Extracted material:

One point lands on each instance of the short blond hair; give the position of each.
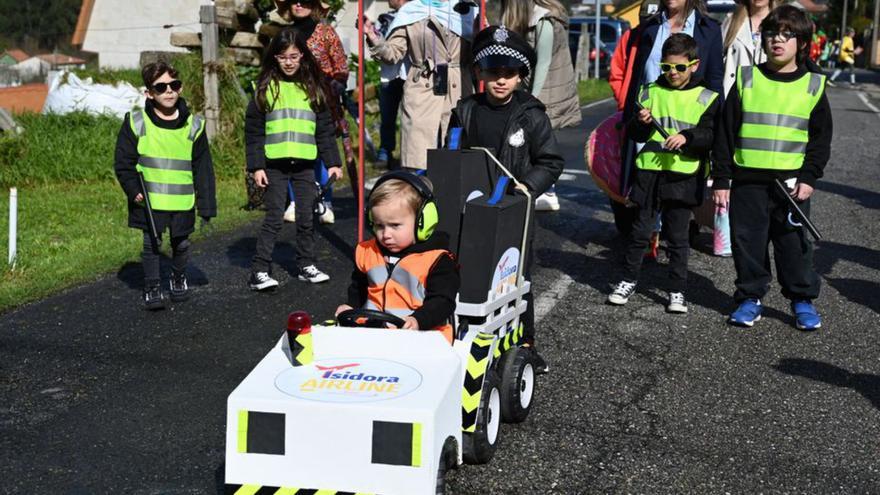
(398, 188)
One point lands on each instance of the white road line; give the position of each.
(868, 104)
(596, 103)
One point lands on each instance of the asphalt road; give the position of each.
(98, 396)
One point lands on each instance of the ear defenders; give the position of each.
(426, 216)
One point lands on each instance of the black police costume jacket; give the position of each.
(536, 162)
(126, 157)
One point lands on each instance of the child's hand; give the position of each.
(260, 178)
(675, 142)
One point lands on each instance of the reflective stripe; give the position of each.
(165, 163)
(290, 137)
(377, 275)
(176, 189)
(746, 73)
(137, 120)
(408, 281)
(196, 127)
(291, 113)
(705, 97)
(776, 120)
(771, 145)
(815, 84)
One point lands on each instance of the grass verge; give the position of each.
(74, 233)
(592, 90)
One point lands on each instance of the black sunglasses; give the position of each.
(160, 88)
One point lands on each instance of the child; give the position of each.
(167, 144)
(669, 174)
(776, 125)
(514, 125)
(415, 258)
(288, 127)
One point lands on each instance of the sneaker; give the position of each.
(806, 316)
(179, 289)
(621, 293)
(327, 217)
(262, 281)
(154, 299)
(677, 304)
(313, 275)
(381, 158)
(547, 202)
(290, 213)
(748, 312)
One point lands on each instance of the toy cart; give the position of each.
(337, 409)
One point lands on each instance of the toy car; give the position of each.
(359, 408)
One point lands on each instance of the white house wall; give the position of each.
(119, 30)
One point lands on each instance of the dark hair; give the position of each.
(796, 21)
(308, 75)
(154, 71)
(680, 44)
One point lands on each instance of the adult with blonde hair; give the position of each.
(742, 37)
(544, 23)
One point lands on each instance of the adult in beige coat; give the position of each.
(427, 34)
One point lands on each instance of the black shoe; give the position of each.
(154, 299)
(541, 366)
(179, 289)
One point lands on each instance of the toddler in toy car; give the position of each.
(406, 269)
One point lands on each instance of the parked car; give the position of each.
(610, 32)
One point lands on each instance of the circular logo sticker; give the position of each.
(349, 380)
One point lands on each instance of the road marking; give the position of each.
(597, 103)
(868, 104)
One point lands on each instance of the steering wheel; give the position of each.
(369, 318)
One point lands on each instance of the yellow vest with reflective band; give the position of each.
(401, 290)
(290, 124)
(166, 160)
(775, 119)
(675, 110)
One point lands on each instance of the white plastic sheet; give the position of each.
(68, 93)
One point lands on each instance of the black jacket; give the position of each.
(818, 147)
(441, 285)
(649, 186)
(255, 139)
(126, 158)
(536, 162)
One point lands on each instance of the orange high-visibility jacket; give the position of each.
(400, 289)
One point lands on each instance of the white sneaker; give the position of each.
(547, 202)
(290, 213)
(313, 275)
(621, 293)
(677, 304)
(327, 217)
(262, 281)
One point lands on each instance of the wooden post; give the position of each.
(210, 49)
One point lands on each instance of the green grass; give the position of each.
(592, 90)
(74, 233)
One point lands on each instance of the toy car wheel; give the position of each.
(517, 384)
(479, 446)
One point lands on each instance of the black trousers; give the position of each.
(302, 174)
(675, 216)
(758, 217)
(150, 258)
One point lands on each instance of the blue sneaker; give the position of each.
(748, 312)
(806, 315)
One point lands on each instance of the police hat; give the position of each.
(497, 46)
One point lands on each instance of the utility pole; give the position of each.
(210, 49)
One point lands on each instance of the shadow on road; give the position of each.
(863, 383)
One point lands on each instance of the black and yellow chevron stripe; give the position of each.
(281, 490)
(479, 360)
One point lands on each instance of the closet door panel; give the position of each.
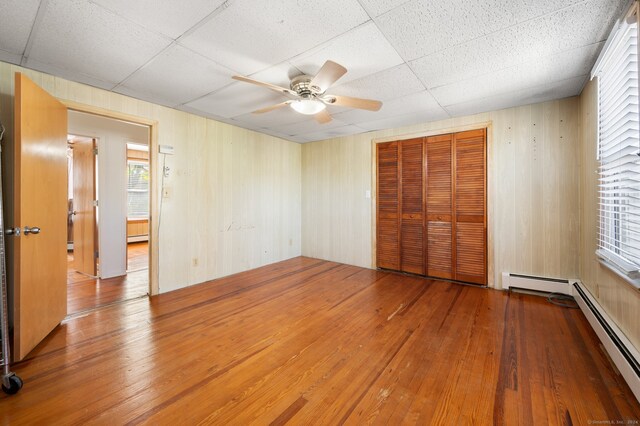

Instructions for the task:
Once the pictures are set aside, output the whole listing exactly.

Exercise output:
One point lands on each instance of the short blond hair; give the position of each.
(398, 188)
One point lands on each instance of the white road line; give the position of each.
(868, 104)
(596, 103)
One point lands on each instance of the asphalt road; give the position of each.
(98, 396)
One point lands on each instance of the ear defenders; give the position of each.
(426, 216)
One point lands on each instance of the black police costume jacket; give the position of each.
(536, 162)
(126, 157)
One point lands on each instance of the child's hand; give the position of each.
(260, 178)
(675, 142)
One point lands on each instance of the reflective stripe; give the position of each.
(165, 163)
(290, 137)
(377, 275)
(176, 189)
(746, 73)
(137, 120)
(408, 281)
(196, 127)
(291, 113)
(705, 97)
(776, 120)
(771, 145)
(815, 84)
One point lands on each instance of the grass verge; give the position of each.
(74, 233)
(592, 90)
One point lands on each instance of the black sunglasses; give the position of each.
(160, 88)
One point lands on each instance of the child; give the position of each.
(167, 144)
(669, 174)
(776, 125)
(514, 125)
(415, 258)
(288, 127)
One point lands on each instance of the sneaker; give the position of each.
(806, 316)
(179, 289)
(621, 293)
(327, 217)
(262, 281)
(154, 299)
(677, 304)
(313, 275)
(381, 158)
(547, 202)
(290, 213)
(748, 312)
One point lands on each instance of the toy cart; give the position of each.
(337, 409)
One point lands on each instance of the toy car; give the position of each.
(359, 408)
One point lands on each instance of the white house wall; give the position of each.
(119, 30)
One point lands on each instance of the dark hair; give the position of each.
(796, 21)
(308, 75)
(154, 71)
(680, 44)
One point lands on each instance of the adult with blonde hair; give the position of each.
(742, 37)
(544, 23)
One point lands on each instance of the adult in beige coat; give the position of each.
(427, 34)
One point lands on each instance of the black shoe; give the position of each.
(154, 299)
(541, 366)
(179, 289)
One point lands on each instance of the toddler in toy car; give the position of each.
(406, 269)
One point lands on each instance of the parked car; give the position of each.
(610, 32)
One point lands on each instance of the circular logo sticker; give the position of each.
(349, 380)
One point lands on each instance of the road marking; give the position of each.
(597, 103)
(868, 104)
One point lands on each instance of the steering wheel; give the position of each.
(369, 318)
One point lands on each instance of the yellow vest with reflective band; give the position of each.
(401, 290)
(290, 124)
(166, 160)
(775, 119)
(675, 110)
One point lands on each instance of the white plastic sheet; give the position of each.
(68, 93)
One point lands on each instance of the black jacket; give the position of each.
(818, 147)
(441, 285)
(649, 186)
(255, 139)
(126, 158)
(536, 162)
One point lands on each instance of the orange high-visibility jacket; give the position of each.
(400, 289)
One point lands on each instance of the white sneaker; give the position of each.
(547, 202)
(290, 213)
(313, 275)
(621, 293)
(677, 304)
(327, 217)
(262, 281)
One point lands on each instance of the wooden post; give the position of each.
(210, 49)
One point lands on each instance of the green grass; give the position of each.
(592, 90)
(74, 233)
One point lands on each instance of the toy car wheel; give the position of each.
(517, 384)
(479, 446)
One point lands on each instance of the black trousers; give the position of each.
(302, 174)
(675, 216)
(758, 217)
(150, 258)
One point lands on each instance of the blue sneaker; give the position of each.
(748, 312)
(806, 315)
One point lands on each instance of the police hat; give the position of each.
(497, 46)
One point lands on each instance of the utility pole; give the position of each.
(210, 49)
One point lands on each instance of the shadow on road; give the position of each.
(863, 383)
One point lands on each instance of the black and yellow chevron stripe; give the position of each.
(281, 490)
(479, 360)
One point lands on each instance of the closet door panel; give the position of each.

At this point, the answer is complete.